- **Brief 1**: In the passage on federally qualified health centers, why does the Affordable Care Act's $11 billion for new clinics keep getting smaller? Please answer in one to three sentences.
- **Brief 2**: Continue the passage on federally qualified health centers from the point where it stops.

- **Quoted passage**:
In addition to providing care for the underserved, FQHCs also supply valuable training for dental students and a "second home" for many retired dentists, the panel members noted.

More than 19 million people received medical treatment at the 1,200 federally qualified health centers (FQHCs) in the U.S. last year. Approximately 75% of the centers now have dental clinics, which provided dental care to 3.7 million people in 2010.

And the Affordable Care Act includes $11 billion to create twice as many clinics over the next 10 years, but the amount keeps getting cut during ongoing budget negotiations.

Most patients are children, Medicaid patients, minimum wage workers, and families with no dental insurance.

“We take a lot of people out of pain and take care of a lot of infections.”
— Skip Homicz, DDS, Families First
     Health and Support Center

Skip Homicz, DDS, a dentist from Portsmouth, NH, was coaxed out of retirement to become the dental director of the Families First Health and Support Center. He was one of four medical professionals, including three dentists, who told a crowded room what it's like to go from a private practice treating patients who usually had insurance or could pay, to doing extractions and fitting dentures for the poor and homeless who pour into the Portsmouth clinic.

- **Supplied information**:
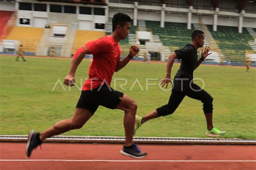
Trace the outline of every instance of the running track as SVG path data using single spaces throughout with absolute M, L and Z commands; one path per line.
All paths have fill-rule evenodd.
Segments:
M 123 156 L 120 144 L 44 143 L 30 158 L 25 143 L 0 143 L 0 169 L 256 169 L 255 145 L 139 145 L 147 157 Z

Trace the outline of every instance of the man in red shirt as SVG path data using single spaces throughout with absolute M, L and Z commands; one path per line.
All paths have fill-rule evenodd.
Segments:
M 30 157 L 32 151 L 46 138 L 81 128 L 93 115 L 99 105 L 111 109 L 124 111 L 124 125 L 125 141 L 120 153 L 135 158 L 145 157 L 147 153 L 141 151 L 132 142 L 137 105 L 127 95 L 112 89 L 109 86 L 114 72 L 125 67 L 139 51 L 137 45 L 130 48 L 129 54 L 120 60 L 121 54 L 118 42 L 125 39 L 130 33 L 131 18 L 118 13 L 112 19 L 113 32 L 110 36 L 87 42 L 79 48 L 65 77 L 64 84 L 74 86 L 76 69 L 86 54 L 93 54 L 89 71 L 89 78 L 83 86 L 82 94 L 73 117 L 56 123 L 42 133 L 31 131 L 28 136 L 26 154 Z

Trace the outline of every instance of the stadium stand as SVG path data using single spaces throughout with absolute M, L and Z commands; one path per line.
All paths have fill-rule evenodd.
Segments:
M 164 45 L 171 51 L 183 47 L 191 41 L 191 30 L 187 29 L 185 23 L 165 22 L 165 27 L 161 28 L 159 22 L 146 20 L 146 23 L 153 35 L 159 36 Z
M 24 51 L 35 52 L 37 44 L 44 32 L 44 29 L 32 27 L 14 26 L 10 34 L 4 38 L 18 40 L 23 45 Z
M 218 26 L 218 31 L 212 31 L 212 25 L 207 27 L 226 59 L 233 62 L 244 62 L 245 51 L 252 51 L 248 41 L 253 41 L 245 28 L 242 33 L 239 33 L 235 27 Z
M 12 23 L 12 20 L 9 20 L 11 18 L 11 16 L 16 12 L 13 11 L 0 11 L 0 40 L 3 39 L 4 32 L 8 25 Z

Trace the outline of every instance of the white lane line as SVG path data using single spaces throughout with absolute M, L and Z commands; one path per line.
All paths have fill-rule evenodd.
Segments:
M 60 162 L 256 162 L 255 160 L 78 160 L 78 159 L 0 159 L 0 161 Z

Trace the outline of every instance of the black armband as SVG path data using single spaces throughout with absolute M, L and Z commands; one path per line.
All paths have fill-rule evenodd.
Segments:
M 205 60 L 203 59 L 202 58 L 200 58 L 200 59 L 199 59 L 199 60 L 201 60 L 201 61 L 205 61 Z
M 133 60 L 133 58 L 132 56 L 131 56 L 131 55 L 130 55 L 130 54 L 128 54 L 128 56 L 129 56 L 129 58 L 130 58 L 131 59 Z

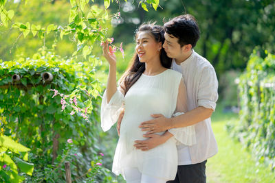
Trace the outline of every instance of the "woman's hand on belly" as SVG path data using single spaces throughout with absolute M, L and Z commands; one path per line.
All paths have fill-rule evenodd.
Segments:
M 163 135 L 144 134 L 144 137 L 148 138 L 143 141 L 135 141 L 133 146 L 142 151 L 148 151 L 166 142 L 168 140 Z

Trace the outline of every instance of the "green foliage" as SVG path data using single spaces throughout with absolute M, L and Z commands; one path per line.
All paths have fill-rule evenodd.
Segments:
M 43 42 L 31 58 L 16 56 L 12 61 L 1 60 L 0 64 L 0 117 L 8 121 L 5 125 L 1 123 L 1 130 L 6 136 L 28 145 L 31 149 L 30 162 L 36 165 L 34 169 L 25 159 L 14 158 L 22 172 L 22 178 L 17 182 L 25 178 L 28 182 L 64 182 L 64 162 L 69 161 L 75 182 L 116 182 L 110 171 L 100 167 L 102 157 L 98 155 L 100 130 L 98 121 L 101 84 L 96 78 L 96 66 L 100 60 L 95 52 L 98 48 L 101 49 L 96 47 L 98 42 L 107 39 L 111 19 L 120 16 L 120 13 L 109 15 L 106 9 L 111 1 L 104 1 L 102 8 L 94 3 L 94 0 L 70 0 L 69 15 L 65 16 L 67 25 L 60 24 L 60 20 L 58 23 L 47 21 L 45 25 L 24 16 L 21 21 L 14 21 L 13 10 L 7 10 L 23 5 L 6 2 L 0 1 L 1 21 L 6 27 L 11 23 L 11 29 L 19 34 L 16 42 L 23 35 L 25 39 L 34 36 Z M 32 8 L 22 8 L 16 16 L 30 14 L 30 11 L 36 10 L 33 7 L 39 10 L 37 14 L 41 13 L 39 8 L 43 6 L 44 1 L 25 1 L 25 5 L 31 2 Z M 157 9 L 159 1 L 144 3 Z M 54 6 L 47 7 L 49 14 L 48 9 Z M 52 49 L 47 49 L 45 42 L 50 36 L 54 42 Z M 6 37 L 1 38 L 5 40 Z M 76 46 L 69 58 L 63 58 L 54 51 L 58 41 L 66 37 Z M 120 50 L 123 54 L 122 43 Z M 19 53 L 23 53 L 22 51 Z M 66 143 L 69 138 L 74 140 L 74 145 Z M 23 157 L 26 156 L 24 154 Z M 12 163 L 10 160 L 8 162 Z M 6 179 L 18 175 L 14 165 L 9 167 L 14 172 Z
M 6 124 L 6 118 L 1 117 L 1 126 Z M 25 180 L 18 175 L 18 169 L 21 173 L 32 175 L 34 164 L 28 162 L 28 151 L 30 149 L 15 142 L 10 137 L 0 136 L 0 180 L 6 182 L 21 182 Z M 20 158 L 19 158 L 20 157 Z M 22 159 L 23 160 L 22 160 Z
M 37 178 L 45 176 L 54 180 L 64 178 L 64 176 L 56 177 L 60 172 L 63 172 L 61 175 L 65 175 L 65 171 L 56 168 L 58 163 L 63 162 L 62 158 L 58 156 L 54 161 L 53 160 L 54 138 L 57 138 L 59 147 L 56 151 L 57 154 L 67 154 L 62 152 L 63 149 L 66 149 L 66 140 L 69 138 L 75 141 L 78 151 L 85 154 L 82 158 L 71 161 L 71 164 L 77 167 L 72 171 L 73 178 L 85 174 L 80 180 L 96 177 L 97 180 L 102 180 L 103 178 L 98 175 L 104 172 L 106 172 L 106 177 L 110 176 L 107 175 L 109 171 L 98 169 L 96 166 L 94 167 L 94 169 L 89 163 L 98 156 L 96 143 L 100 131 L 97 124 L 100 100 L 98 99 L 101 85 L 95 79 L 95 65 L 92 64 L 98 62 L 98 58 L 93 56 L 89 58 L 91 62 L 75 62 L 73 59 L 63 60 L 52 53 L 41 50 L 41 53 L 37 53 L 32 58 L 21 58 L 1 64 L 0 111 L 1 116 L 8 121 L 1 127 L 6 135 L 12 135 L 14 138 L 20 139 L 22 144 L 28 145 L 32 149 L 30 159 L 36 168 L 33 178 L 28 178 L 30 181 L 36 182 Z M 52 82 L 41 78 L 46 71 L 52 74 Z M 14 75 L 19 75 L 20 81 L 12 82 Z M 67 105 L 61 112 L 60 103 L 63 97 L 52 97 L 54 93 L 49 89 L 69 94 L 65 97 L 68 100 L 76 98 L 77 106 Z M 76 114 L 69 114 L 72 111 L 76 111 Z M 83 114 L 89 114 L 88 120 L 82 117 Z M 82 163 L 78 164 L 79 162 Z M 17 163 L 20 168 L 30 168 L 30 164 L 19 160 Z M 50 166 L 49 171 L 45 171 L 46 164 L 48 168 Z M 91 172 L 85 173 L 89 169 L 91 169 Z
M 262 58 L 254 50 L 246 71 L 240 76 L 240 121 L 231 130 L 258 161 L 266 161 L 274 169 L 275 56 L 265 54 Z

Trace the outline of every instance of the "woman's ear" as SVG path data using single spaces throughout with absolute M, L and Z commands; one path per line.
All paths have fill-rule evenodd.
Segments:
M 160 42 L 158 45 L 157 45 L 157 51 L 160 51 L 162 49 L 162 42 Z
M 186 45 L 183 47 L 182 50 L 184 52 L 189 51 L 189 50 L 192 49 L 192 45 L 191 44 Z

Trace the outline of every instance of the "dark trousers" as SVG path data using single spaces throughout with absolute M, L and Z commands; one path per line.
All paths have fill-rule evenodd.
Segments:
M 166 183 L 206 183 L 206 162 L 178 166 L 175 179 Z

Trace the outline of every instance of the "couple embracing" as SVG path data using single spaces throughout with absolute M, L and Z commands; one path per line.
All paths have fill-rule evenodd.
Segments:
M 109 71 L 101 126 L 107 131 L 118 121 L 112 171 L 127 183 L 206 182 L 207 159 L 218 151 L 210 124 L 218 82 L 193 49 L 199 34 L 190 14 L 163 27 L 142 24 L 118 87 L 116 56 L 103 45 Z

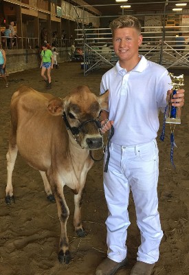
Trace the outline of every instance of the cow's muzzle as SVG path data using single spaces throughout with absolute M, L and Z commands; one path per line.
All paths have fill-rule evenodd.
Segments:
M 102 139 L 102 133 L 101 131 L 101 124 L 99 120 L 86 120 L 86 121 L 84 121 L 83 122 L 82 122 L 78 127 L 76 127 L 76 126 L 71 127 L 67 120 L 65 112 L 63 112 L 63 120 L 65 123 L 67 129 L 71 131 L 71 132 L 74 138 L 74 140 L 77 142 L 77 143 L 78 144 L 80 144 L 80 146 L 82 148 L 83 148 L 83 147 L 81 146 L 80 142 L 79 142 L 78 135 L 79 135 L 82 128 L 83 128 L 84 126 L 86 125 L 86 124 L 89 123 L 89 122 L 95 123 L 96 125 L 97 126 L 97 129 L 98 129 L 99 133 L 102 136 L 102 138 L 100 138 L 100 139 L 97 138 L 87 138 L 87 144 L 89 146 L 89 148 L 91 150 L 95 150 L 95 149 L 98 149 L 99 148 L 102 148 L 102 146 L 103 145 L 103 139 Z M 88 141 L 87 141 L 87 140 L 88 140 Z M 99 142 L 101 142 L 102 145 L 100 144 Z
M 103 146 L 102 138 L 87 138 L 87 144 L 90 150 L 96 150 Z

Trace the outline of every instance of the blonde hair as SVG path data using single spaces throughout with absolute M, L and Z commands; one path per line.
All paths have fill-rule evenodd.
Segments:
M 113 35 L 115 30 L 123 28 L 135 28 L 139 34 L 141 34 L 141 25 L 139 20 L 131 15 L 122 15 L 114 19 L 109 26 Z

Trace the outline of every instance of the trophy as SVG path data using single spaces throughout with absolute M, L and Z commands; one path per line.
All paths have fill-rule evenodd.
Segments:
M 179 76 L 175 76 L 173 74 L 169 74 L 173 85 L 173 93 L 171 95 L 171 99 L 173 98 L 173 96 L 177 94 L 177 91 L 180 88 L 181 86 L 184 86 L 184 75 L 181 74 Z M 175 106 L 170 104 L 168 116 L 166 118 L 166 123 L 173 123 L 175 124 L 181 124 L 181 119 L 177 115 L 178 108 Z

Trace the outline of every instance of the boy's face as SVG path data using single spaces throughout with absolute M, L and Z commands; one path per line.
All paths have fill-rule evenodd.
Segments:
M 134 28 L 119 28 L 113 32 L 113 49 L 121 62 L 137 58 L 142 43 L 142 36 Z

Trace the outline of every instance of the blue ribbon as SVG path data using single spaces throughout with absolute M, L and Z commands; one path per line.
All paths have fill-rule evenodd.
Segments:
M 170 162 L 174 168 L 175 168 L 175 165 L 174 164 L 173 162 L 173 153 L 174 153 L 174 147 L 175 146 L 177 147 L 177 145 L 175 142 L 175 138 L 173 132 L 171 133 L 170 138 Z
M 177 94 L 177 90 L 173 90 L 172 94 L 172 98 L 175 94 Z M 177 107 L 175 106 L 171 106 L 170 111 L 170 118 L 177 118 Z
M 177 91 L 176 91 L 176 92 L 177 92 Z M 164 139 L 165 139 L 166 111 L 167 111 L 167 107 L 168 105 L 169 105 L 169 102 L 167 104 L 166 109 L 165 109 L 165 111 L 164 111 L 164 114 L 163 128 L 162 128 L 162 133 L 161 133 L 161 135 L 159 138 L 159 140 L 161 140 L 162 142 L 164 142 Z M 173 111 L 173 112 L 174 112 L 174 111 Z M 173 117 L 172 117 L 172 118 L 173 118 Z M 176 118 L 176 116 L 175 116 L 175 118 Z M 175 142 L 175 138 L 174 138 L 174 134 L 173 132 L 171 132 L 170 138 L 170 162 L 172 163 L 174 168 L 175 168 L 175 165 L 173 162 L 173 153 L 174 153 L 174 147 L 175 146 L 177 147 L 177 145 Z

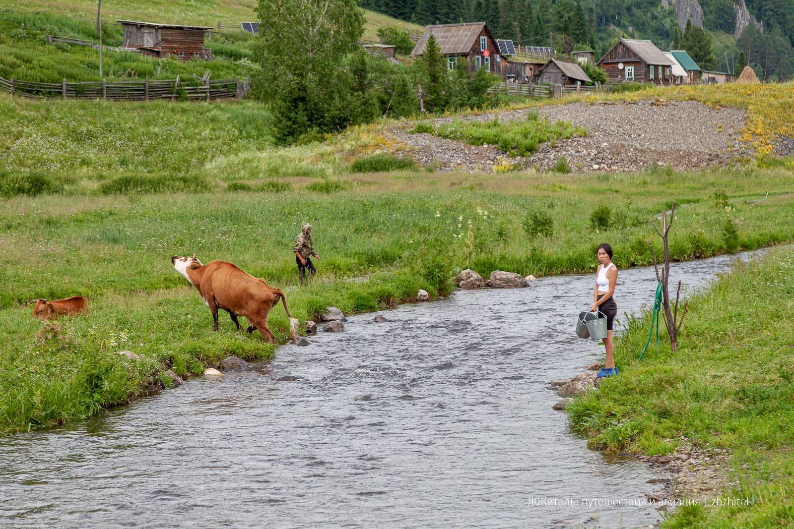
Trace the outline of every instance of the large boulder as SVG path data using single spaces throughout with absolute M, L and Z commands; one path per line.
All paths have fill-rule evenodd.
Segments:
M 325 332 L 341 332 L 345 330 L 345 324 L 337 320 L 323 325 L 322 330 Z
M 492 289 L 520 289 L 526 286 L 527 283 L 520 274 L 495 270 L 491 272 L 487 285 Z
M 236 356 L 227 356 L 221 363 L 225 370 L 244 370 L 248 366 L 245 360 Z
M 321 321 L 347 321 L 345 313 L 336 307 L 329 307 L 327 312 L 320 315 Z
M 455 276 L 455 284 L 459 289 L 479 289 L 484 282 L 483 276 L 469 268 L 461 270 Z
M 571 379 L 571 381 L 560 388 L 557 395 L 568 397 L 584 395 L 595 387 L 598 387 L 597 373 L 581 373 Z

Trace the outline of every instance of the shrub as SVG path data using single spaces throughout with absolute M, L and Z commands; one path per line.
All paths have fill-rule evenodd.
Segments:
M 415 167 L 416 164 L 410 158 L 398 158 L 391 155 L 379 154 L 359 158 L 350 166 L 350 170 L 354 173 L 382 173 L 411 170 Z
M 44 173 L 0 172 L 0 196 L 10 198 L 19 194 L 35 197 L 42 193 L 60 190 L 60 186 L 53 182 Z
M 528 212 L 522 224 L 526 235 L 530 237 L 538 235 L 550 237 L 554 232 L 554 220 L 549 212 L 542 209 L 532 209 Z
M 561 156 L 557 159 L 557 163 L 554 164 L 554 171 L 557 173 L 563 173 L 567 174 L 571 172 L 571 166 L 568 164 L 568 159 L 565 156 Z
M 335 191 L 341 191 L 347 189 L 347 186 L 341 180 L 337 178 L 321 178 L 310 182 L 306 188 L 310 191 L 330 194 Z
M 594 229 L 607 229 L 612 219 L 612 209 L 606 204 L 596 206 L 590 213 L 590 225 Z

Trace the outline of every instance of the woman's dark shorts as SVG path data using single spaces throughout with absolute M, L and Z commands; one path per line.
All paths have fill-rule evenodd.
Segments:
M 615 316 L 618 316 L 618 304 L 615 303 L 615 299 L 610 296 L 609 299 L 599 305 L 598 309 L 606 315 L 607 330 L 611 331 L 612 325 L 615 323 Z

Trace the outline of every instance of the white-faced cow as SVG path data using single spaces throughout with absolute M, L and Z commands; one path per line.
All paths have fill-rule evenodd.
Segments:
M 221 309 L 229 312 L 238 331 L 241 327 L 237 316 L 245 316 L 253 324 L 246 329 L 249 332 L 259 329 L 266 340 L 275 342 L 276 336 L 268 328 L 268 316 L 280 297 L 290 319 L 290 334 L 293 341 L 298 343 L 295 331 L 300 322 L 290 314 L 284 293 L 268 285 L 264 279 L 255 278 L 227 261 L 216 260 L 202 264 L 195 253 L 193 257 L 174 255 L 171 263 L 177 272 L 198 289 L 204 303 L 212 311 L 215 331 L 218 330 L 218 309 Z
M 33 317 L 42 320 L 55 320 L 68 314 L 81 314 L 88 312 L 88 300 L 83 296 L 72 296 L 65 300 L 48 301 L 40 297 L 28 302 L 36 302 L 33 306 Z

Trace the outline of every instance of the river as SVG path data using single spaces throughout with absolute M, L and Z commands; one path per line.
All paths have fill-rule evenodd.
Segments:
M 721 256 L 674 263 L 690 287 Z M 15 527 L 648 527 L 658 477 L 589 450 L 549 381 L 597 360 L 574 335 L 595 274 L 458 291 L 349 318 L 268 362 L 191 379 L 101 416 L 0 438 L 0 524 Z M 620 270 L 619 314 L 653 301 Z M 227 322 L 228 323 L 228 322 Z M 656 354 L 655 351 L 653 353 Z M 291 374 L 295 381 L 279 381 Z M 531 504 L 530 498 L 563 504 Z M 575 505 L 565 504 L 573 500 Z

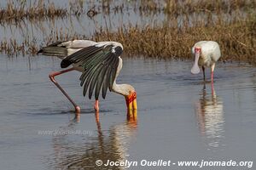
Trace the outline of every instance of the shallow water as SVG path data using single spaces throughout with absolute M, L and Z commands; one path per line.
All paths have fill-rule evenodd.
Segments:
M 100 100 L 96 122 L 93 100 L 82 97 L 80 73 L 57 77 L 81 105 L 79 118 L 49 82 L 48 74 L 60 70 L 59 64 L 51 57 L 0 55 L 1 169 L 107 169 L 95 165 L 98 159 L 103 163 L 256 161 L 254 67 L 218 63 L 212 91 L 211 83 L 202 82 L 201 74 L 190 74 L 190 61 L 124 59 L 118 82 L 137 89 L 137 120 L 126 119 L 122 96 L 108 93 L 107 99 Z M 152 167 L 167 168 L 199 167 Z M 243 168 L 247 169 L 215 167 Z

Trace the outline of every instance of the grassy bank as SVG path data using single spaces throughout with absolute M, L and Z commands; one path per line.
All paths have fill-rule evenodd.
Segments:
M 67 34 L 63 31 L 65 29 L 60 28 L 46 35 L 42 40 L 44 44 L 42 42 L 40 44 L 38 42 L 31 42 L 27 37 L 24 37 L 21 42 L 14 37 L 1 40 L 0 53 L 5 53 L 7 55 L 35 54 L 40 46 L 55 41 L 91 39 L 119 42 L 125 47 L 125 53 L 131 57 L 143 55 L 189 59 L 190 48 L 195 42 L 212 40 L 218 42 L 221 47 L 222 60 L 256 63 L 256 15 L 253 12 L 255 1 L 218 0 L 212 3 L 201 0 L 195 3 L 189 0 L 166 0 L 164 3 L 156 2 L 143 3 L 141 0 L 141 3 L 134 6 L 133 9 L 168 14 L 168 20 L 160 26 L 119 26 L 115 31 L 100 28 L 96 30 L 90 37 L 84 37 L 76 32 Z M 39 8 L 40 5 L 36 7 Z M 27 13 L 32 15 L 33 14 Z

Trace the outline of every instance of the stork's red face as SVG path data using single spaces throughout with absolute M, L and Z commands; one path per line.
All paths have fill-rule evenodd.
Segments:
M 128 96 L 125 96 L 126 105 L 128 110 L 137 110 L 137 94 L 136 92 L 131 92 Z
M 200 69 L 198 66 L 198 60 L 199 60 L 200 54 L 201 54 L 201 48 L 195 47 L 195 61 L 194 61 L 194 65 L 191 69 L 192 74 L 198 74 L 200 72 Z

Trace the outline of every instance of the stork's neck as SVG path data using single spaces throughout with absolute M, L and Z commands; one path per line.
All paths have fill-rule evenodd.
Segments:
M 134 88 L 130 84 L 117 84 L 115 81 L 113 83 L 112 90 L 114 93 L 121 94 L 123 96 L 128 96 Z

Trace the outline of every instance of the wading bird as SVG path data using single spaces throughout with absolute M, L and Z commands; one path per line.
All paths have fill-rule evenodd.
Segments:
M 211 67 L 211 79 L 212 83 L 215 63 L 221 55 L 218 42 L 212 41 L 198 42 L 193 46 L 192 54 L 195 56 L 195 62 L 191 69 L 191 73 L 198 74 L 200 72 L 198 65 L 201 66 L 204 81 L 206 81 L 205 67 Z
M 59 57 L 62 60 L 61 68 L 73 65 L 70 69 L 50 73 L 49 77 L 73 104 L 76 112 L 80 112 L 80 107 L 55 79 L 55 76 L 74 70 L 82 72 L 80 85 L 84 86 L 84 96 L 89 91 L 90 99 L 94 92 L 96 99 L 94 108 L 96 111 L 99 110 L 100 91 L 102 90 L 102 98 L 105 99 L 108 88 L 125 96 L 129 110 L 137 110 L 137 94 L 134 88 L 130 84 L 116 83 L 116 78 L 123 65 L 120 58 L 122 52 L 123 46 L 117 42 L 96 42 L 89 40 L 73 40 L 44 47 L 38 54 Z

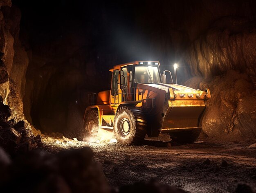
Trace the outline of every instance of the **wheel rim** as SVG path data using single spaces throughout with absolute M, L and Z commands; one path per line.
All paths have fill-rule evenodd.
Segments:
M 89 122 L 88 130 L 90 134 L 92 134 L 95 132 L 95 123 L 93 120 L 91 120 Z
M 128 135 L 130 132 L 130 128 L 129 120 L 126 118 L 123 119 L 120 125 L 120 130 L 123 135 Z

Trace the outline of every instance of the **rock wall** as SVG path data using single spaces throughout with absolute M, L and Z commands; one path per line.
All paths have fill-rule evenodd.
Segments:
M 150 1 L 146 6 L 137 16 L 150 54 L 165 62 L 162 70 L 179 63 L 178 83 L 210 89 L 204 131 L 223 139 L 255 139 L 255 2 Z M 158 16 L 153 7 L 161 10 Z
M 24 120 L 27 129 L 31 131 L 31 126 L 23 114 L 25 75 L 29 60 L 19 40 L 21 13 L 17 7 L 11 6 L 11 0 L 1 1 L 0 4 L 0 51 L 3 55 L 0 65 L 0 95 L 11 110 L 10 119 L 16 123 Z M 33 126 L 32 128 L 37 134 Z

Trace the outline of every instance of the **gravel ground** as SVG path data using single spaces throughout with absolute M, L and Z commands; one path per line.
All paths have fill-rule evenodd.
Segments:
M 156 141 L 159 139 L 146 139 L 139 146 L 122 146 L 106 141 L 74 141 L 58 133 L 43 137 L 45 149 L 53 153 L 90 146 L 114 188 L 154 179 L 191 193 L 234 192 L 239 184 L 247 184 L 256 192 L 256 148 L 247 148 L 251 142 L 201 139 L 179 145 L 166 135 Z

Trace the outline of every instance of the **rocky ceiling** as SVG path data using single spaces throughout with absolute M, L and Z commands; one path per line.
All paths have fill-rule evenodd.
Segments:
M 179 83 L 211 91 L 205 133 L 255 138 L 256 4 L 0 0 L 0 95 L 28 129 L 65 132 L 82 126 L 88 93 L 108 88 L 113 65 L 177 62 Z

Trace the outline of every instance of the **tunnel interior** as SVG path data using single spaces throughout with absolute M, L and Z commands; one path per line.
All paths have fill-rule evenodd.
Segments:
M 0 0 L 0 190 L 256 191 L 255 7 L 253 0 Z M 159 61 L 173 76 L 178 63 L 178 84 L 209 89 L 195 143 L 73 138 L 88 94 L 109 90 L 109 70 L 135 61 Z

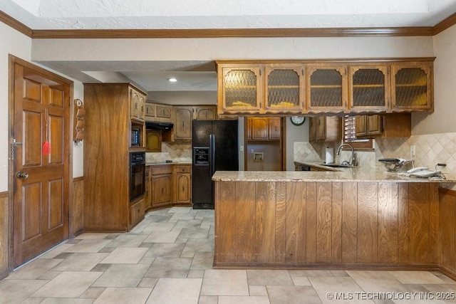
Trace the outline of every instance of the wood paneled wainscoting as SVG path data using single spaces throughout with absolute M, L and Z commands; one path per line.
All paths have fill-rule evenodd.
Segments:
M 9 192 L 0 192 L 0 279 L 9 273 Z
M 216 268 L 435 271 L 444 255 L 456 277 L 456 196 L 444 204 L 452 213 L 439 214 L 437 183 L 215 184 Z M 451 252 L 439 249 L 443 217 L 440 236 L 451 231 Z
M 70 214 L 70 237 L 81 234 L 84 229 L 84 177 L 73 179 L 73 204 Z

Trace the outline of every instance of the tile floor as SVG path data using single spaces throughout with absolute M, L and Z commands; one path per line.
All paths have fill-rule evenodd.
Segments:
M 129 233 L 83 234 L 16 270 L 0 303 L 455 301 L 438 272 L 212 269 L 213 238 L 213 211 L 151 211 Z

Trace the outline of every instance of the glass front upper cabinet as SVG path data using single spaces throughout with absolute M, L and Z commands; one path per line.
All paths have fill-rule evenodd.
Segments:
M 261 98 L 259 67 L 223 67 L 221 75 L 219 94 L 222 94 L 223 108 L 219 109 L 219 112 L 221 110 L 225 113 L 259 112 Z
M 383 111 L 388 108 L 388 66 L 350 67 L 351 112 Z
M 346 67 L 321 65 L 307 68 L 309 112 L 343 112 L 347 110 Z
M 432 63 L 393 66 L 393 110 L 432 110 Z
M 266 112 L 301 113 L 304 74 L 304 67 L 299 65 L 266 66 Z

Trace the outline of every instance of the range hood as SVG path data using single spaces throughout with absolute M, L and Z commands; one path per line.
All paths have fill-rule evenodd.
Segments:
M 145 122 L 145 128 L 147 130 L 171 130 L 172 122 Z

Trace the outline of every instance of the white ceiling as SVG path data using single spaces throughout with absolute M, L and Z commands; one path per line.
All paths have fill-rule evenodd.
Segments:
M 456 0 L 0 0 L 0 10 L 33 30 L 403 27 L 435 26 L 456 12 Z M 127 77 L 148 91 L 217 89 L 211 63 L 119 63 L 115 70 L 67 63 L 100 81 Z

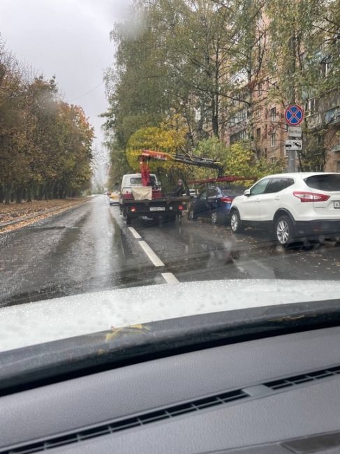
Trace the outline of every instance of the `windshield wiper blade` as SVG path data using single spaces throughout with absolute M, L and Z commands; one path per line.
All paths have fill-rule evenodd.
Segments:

- **Task output 1**: The amount keeps getting cut during ongoing budget negotiations. That money was meant to double the number of clinics over the next 10 years.

- **Task output 2**:
The main problem, Dr. Homicz noted, is dealing with the "black abyss": those over 19 years old who need complicated treatments. "That's where we're seeing people who haven't been to the dentist in 10 years," he said. "I've got to tell you, we're not doing a lot of root canals. The resources aren't there to do full crowns. We do a lot more exodontia, removable bridge work. We do a lot more dentures. We take a lot of people out of pain and take care of a lot of infections."

Dentists could use their professional and managerial skills to help run dental centers and mentor dental students and new graduates, Dr. Homicz said. He stressed the importance of being under one roof with physicians with whom he can consult before treating patients with chronic conditions such as high blood pressure.

The speakers encouraged those attending to contact their state or local dental association to volunteer at FQHCs or join the boards that oversee them. Retired dentists who have run their own practices can provide crucial input and put their experience to use, they noted.

Dentists who have worked in private practice can also play an important part in allaying the concerns of private practitioners who may be concerned about the impact of FQHCs in their communities, they said.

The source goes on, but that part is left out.